Exercise: Show every line of the data below that contains the string "stone".

Data:

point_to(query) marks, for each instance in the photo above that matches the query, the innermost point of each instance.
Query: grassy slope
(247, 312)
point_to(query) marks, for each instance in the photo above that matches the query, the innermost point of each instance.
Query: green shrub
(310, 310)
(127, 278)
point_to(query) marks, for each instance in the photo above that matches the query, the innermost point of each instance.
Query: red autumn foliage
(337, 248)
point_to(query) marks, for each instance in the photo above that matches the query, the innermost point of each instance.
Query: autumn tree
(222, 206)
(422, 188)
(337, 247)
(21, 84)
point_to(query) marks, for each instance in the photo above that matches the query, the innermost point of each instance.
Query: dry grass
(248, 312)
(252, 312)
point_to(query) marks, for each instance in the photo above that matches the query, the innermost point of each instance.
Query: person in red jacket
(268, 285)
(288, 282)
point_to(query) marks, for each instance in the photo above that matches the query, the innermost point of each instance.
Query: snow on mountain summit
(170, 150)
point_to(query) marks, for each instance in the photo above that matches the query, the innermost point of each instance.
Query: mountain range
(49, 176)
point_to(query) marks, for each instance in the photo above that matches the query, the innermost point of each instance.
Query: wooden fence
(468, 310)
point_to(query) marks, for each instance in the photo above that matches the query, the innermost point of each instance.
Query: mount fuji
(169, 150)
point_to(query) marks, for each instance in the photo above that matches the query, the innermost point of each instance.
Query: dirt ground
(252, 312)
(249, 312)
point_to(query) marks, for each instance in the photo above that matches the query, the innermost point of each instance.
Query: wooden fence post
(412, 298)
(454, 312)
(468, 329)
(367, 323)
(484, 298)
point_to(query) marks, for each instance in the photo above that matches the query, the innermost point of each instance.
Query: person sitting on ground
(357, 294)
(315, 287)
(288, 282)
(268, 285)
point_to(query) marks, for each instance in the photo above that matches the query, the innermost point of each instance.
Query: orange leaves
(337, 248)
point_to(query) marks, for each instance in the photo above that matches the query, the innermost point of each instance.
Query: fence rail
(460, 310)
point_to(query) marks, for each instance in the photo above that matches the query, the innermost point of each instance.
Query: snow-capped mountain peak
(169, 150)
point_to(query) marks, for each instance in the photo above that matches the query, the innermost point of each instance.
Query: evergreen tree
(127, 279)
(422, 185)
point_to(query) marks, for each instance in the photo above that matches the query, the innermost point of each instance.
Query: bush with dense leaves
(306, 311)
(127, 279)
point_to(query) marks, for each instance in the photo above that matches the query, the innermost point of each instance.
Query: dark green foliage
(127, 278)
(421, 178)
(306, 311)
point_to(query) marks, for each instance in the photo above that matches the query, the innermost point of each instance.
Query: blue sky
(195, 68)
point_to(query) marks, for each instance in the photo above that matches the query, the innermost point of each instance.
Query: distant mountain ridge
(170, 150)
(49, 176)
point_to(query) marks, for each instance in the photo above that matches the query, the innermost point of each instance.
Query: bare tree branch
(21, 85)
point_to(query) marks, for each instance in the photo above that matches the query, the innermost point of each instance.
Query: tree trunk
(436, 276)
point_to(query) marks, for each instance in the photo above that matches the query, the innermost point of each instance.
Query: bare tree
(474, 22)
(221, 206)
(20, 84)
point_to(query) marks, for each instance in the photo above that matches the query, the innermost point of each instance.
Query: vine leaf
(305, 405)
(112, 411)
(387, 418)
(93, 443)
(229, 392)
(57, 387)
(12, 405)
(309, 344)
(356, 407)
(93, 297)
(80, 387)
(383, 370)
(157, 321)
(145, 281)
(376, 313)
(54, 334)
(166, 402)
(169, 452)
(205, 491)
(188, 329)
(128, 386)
* * *
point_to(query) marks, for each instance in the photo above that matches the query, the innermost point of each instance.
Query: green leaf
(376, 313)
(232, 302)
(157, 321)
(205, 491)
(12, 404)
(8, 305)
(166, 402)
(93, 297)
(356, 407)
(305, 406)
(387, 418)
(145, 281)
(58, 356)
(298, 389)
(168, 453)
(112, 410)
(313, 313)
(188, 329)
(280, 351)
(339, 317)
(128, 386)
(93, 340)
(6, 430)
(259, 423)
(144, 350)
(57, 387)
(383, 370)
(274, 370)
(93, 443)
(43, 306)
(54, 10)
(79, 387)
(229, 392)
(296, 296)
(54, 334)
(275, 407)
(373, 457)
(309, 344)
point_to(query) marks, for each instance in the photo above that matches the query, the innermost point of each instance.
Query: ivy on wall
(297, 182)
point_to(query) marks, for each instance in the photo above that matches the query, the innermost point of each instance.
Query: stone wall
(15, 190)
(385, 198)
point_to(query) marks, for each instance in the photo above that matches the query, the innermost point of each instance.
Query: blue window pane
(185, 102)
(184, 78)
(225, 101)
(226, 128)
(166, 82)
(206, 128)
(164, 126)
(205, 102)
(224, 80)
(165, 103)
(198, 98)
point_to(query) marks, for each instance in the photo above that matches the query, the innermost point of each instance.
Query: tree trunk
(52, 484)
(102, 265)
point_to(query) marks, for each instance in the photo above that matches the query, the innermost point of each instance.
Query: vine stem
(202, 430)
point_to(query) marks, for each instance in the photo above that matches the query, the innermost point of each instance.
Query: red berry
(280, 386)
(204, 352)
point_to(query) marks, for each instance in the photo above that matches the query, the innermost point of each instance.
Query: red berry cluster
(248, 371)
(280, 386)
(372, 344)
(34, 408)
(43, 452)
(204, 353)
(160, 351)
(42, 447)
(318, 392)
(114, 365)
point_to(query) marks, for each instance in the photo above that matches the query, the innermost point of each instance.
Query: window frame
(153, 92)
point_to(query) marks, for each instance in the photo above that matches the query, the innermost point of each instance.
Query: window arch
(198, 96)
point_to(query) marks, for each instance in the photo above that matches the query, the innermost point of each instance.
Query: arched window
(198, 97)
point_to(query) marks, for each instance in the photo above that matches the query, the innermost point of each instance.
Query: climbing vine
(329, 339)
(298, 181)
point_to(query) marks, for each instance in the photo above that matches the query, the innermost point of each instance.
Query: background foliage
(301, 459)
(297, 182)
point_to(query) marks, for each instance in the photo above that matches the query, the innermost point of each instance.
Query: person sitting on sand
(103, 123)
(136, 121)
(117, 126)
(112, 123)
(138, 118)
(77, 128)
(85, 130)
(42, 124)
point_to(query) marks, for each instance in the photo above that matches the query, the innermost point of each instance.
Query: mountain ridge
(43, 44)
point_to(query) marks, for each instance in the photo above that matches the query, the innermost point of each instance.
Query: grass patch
---
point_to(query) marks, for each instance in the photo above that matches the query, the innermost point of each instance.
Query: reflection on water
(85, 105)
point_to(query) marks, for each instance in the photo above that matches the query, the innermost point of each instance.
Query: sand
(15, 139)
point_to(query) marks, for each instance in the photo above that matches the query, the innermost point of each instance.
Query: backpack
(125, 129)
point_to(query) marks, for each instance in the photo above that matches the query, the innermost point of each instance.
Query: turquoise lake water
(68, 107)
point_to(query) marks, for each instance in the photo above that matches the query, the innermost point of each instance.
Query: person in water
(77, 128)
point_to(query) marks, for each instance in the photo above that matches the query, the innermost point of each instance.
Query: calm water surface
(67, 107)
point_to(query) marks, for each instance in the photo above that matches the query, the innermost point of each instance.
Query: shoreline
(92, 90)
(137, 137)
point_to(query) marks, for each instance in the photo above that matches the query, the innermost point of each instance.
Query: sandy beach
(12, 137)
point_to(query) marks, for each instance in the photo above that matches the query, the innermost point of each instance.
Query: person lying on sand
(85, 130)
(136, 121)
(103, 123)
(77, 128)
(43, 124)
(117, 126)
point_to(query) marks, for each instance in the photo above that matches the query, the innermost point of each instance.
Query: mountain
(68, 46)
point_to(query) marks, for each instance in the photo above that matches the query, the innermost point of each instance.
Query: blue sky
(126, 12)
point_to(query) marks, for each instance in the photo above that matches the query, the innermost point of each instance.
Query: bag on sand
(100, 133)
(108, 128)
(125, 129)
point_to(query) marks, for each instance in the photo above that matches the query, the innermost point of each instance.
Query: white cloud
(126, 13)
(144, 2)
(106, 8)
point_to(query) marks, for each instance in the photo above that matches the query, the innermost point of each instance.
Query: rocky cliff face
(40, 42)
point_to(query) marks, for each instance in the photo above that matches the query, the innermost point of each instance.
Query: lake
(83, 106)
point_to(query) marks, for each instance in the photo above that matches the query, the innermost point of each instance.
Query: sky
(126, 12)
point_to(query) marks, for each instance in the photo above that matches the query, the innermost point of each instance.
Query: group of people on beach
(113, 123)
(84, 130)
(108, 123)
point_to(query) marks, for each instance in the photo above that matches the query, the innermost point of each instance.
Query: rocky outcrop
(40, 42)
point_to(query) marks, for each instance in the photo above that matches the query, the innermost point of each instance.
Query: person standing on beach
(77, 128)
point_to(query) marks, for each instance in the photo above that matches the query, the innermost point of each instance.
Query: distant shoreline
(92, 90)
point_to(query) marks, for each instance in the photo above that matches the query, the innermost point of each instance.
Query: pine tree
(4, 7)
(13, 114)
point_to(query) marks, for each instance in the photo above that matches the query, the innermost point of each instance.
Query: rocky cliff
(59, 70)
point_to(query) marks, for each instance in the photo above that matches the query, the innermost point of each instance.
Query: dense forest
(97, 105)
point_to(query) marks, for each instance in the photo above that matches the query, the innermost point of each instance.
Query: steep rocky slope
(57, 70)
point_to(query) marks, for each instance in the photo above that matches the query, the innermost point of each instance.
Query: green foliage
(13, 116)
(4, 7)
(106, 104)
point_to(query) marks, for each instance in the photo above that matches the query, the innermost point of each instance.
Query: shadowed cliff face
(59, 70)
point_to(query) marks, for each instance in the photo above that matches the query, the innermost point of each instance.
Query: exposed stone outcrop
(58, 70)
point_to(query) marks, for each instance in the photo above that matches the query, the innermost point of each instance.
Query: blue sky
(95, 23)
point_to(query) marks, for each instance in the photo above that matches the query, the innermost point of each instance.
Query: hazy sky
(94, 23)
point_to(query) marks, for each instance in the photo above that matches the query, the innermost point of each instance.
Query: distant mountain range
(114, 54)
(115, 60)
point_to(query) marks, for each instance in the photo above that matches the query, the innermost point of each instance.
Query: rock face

The answer:
Query: stone wall
Query: exposed stone outcrop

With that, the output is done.